= What is expected =
Begin with the line that has "Where can the spire". Give it and every line after it again, exactly, through the end of the entries below.

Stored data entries
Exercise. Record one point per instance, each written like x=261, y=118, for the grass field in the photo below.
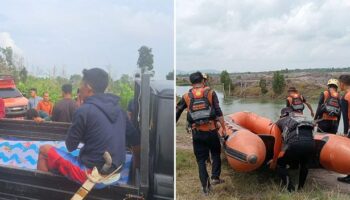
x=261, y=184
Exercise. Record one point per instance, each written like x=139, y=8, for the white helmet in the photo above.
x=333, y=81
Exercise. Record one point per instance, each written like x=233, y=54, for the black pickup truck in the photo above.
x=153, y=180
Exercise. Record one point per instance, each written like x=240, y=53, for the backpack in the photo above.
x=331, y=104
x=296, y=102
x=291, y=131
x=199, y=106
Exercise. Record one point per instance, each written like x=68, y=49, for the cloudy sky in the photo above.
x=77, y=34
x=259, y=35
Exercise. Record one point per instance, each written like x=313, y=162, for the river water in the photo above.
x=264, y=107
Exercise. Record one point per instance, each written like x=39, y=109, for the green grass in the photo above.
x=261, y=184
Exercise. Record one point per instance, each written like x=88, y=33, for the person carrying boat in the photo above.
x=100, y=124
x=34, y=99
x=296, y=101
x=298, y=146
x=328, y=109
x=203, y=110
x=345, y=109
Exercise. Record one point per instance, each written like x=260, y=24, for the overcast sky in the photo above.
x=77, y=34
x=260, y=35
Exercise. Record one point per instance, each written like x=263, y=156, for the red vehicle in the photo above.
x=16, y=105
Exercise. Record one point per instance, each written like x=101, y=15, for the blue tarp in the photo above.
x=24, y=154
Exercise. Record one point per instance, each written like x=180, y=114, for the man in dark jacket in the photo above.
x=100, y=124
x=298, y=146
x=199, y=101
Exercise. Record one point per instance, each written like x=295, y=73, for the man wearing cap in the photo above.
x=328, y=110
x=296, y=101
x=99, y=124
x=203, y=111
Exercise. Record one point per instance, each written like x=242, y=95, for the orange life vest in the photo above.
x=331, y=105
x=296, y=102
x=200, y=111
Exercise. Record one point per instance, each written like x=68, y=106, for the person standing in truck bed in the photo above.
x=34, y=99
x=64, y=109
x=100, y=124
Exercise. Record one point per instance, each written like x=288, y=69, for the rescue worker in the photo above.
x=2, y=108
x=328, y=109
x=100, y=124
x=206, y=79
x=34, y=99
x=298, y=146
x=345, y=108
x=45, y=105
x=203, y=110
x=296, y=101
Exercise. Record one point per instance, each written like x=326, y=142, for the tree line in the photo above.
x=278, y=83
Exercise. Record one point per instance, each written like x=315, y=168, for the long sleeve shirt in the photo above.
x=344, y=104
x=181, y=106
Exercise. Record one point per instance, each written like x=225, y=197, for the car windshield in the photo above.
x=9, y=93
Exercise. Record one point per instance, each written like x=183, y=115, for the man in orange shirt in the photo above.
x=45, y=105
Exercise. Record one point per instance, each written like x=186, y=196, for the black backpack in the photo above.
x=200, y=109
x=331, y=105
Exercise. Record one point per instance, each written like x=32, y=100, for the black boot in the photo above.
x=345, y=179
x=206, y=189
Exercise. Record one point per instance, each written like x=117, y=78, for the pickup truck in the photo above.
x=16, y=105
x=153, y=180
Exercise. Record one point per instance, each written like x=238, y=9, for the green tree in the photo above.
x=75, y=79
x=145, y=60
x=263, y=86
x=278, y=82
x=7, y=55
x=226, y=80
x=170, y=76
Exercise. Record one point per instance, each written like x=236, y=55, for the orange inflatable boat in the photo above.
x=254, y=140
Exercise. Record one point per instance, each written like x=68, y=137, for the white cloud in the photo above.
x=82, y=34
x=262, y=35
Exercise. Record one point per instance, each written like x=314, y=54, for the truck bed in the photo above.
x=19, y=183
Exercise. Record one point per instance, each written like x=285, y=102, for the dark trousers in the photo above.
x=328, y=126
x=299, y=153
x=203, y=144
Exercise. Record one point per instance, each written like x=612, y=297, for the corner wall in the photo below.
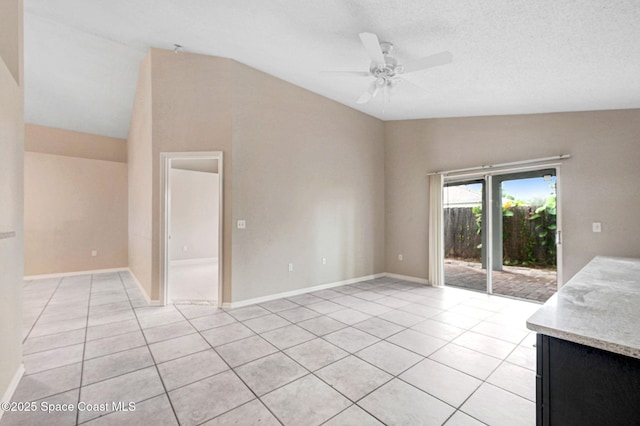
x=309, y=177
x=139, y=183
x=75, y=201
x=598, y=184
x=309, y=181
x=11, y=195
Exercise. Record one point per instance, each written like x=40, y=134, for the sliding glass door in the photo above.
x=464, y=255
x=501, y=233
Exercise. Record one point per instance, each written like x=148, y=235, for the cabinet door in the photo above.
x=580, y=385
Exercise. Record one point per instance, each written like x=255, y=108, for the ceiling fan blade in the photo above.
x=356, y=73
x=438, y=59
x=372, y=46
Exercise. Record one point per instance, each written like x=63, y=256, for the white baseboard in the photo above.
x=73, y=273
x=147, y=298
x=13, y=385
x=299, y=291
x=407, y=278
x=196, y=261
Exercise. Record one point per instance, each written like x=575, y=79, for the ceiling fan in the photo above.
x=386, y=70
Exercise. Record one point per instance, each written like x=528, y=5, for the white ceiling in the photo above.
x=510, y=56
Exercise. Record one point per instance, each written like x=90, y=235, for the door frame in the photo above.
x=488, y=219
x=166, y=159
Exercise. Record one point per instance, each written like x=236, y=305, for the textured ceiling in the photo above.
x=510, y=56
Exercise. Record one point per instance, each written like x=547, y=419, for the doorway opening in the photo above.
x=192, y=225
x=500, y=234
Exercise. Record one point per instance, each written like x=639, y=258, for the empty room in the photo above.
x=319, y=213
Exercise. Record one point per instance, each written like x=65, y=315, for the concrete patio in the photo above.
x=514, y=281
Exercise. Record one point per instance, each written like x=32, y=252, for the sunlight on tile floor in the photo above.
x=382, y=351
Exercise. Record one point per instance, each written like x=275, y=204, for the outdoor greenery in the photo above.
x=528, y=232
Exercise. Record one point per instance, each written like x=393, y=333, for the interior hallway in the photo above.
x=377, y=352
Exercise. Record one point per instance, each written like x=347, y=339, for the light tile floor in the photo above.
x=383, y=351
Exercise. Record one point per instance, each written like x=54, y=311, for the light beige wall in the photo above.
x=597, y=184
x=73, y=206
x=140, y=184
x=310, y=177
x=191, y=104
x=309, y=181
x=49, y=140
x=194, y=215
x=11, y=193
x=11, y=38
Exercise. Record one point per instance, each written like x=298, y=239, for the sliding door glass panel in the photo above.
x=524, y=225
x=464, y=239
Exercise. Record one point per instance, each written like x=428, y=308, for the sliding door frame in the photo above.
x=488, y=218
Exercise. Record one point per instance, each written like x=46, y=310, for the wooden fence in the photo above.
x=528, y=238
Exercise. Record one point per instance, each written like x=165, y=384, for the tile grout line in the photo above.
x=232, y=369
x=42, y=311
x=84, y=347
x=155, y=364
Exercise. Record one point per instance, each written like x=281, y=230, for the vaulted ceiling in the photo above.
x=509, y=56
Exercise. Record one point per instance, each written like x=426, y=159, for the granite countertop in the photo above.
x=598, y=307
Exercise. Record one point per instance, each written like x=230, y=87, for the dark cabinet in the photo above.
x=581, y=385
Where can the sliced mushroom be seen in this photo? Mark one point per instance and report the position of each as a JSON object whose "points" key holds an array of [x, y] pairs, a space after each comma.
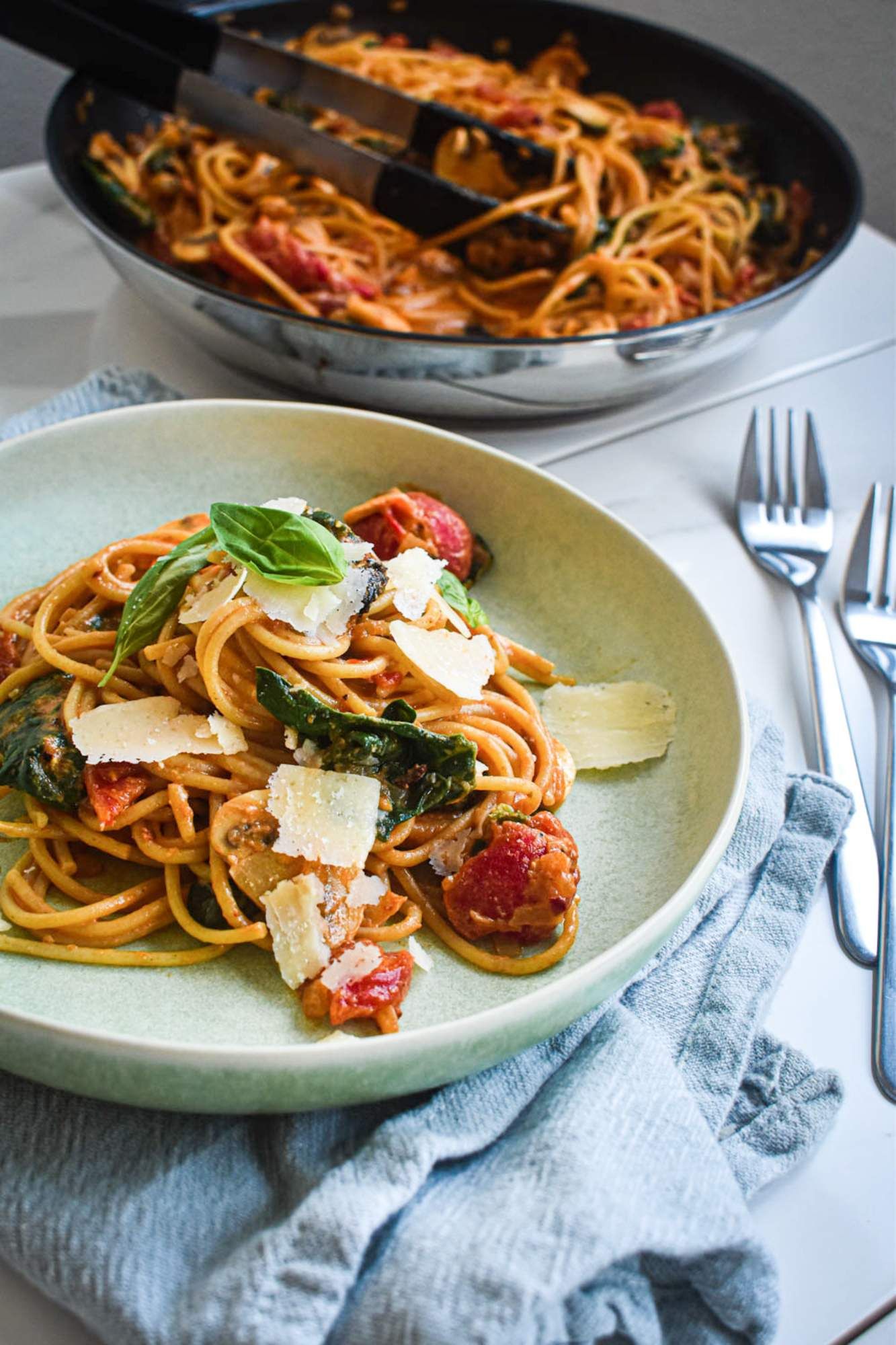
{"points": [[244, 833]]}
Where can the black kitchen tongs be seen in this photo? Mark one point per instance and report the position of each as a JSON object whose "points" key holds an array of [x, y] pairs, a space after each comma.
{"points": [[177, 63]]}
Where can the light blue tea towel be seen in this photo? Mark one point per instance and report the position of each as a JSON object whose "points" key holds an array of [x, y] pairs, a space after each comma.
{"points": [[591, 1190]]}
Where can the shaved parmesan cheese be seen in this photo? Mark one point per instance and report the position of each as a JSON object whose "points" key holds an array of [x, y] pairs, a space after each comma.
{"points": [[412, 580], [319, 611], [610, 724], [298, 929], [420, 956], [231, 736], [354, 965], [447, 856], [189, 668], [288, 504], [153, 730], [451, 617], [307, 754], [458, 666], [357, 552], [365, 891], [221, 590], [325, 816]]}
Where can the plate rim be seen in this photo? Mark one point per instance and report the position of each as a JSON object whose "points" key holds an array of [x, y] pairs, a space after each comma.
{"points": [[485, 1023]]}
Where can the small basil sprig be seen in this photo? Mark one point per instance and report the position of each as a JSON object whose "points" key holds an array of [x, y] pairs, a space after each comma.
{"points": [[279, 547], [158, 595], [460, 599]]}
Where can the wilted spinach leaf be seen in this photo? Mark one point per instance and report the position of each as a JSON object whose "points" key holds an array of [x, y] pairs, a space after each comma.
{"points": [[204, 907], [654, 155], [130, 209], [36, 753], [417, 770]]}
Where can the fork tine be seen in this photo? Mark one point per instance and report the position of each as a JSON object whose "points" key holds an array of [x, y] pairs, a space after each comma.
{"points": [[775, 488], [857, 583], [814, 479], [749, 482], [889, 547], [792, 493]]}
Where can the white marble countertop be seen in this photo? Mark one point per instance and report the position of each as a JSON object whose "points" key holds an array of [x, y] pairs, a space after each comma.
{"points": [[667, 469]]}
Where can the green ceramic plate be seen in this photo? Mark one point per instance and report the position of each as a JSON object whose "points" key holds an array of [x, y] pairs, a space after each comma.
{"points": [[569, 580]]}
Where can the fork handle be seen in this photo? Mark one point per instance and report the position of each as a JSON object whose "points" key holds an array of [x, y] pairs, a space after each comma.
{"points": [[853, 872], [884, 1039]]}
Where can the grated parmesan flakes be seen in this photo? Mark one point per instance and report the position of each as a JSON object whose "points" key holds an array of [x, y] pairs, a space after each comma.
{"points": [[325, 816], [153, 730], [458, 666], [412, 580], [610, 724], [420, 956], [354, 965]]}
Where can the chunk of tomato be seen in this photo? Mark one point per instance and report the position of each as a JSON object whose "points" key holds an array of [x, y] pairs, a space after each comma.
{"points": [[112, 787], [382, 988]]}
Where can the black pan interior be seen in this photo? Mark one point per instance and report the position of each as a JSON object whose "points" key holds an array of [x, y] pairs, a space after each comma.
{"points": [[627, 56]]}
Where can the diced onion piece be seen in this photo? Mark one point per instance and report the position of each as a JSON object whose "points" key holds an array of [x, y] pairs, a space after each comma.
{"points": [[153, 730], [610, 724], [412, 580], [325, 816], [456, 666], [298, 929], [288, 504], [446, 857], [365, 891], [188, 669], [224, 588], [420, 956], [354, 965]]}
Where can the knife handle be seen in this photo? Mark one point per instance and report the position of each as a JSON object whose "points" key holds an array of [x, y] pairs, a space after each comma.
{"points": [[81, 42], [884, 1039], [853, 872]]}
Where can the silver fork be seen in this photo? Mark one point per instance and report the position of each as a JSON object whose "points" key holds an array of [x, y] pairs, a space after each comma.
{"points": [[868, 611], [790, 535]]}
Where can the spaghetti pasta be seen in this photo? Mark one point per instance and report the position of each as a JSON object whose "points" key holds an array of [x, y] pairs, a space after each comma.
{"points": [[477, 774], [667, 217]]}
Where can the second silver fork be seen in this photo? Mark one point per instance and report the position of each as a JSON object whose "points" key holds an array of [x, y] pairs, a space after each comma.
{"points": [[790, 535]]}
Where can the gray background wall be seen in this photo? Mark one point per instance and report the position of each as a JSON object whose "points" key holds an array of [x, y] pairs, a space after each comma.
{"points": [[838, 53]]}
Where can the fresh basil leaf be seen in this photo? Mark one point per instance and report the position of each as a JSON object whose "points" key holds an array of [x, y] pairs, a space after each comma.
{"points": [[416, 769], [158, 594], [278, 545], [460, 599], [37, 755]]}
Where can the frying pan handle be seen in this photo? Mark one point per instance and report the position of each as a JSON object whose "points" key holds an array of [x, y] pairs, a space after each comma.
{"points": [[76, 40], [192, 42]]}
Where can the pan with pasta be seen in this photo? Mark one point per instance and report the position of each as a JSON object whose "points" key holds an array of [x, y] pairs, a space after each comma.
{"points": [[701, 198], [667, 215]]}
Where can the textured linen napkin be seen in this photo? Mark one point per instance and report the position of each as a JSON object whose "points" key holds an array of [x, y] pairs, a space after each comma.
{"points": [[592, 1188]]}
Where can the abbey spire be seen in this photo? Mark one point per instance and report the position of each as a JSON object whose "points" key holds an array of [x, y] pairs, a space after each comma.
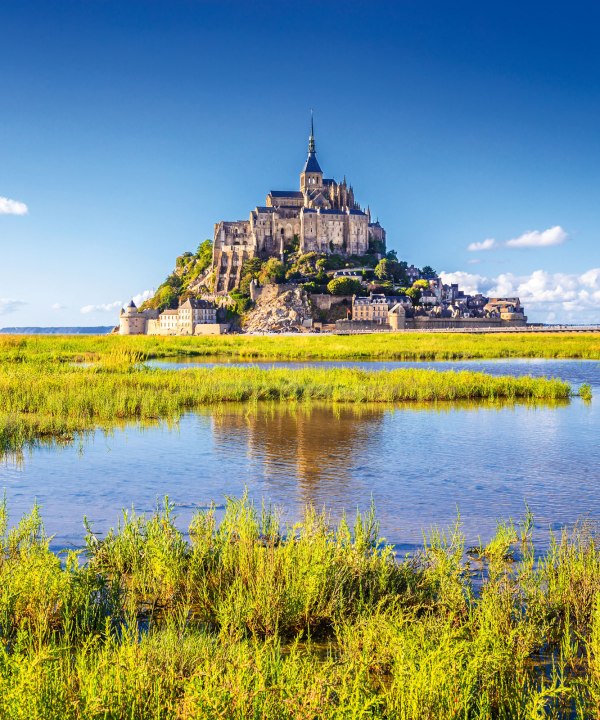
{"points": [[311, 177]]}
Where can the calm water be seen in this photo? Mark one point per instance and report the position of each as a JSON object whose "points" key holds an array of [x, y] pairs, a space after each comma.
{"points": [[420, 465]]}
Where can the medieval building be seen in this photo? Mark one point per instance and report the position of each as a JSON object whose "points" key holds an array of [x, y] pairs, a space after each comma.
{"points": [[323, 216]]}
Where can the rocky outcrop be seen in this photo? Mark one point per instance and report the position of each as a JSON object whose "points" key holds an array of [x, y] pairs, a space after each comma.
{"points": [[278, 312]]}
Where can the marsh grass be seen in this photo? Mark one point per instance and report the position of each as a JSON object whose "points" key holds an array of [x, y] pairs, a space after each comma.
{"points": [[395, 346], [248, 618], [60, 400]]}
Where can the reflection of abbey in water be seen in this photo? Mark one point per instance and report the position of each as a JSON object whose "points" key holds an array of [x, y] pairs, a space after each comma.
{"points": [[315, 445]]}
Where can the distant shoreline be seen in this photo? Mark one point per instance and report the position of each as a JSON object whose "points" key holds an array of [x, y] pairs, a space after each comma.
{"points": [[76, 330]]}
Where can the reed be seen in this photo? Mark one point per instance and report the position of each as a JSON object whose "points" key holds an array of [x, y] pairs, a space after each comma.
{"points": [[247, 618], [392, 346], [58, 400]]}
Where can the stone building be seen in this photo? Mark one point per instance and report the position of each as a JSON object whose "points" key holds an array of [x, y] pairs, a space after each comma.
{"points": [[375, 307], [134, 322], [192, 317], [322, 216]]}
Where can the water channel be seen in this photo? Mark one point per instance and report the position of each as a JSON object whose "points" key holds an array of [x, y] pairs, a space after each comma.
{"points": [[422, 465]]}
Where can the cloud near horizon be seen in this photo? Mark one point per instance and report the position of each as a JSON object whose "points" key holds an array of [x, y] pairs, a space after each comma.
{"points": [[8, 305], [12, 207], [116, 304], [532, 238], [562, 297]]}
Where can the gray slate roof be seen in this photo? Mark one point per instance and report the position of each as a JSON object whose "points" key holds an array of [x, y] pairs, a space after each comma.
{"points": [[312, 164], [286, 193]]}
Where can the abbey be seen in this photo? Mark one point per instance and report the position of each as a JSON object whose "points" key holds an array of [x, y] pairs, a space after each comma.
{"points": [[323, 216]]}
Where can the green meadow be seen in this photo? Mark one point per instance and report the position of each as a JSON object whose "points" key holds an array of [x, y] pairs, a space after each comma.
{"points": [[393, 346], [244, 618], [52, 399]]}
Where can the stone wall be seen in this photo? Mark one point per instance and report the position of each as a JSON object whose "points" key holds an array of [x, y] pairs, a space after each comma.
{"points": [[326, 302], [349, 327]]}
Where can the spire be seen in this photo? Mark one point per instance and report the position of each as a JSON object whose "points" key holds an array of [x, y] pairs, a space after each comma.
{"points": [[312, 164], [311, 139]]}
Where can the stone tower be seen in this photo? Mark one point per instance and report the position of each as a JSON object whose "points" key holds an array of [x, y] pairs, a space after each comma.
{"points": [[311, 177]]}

= Response area =
Where can the spire be seen in this photo? Mark one point per instance and report the position of each as a JSON object whose "points" key holds an array of [x, y] pairs, a space after each comma.
{"points": [[312, 164], [311, 139]]}
Where can the stone tower be seen in this photo? Mark one point per instance and report the position of each as a JSON object whose "points" key holds an array of [x, y] pairs, a space after each comma.
{"points": [[311, 177]]}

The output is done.